**TASK STATEMENT**.
Return the listing below word for word, character for character, leaving out the picture.

* Begin INPUT RECORDS *

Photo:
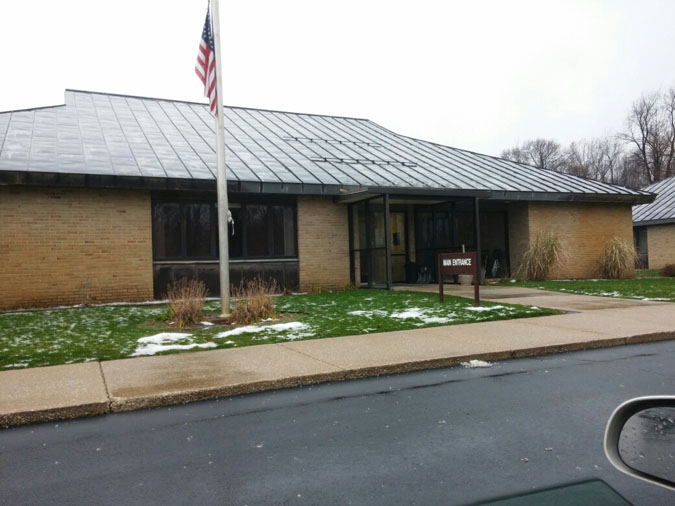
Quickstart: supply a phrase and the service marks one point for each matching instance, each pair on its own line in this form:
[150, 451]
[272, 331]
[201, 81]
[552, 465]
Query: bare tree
[542, 153]
[598, 159]
[650, 131]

* End INPUT RECORDS *

**RESULT OF THIS TASK**.
Photo:
Quickstart: supply a phrase and the service marks one point for each matching instance, each pair on its own line in this form:
[150, 451]
[272, 331]
[201, 81]
[552, 465]
Query: bare tree
[542, 153]
[598, 159]
[650, 131]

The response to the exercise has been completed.